(Study text begins)
The best way to prevent Zika? Avoid mosquito bites!
Mosquito bites can be more than just annoying and itchy. They can make you really sick. Zika virus is spread to people through mosquito bites. The most common symptoms of Zika are fever, rash, joint pain, and conjunctivitis (red eyes). The illness is usually mild with symptoms lasting from several days to a week. Severe disease requiring hospitalization is uncommon. Learn More >>
Avoid Mosquito Bites
Are you planning international travel to the tropics? Protect yourself and your family from mosquito bites that can make you sick.
Mosquito bites can be more than just annoying and itchy. They can make you really sick. Protect yourself and your family when traveling overseas. Wearing insect repellent is the best way to prevent diseases spread by mosquitoes.
The most common symptoms of chikungunya virus infection (chikungunya) are sudden onset of a high fever and joint pain. Other symptoms may include headache, muscle pain, joint swelling, or rash. Infection with chikungunya virus is rarely fatal, but the joint pain can often be severe and debilitating. Most patients recover in about a week, although long-term joint pain occurs in some people. Infection is thought to provide lifelong immunity. Outbreaks have occurred in countries in Africa, Asia, Europe, and the Indian and Pacific Oceans.
(Study text ends)
(Data shown begins)
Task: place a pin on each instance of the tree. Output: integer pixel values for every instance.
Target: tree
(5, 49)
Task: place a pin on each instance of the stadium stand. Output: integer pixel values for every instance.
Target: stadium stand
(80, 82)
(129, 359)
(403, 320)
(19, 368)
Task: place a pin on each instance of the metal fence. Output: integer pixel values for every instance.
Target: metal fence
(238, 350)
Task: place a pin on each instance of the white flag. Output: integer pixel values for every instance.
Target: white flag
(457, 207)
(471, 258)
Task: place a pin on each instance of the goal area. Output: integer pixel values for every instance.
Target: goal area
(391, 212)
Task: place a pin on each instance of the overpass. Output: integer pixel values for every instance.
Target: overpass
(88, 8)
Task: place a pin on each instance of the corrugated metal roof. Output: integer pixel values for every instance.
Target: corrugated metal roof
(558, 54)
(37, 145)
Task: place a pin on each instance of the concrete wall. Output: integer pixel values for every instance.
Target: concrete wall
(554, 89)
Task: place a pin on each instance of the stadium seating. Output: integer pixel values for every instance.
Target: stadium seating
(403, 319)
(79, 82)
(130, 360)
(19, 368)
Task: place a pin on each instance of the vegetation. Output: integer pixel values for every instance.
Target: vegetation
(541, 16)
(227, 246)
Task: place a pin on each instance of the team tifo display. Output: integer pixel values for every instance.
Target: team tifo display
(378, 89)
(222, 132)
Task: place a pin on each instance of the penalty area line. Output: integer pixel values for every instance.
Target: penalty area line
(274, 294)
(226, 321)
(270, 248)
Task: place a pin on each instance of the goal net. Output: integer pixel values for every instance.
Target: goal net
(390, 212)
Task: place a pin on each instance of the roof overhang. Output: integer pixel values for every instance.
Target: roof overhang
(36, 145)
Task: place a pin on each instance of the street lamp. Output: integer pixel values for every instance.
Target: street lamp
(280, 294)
(Data shown ends)
▸ **Your assignment**: List each symptom that the mosquito-bite text names as one of the most common symptoms of Zika.

▸ **Answer for this exercise**:
- Fever
- Rash
- Joint pain
- Conjunctivitis (red eyes)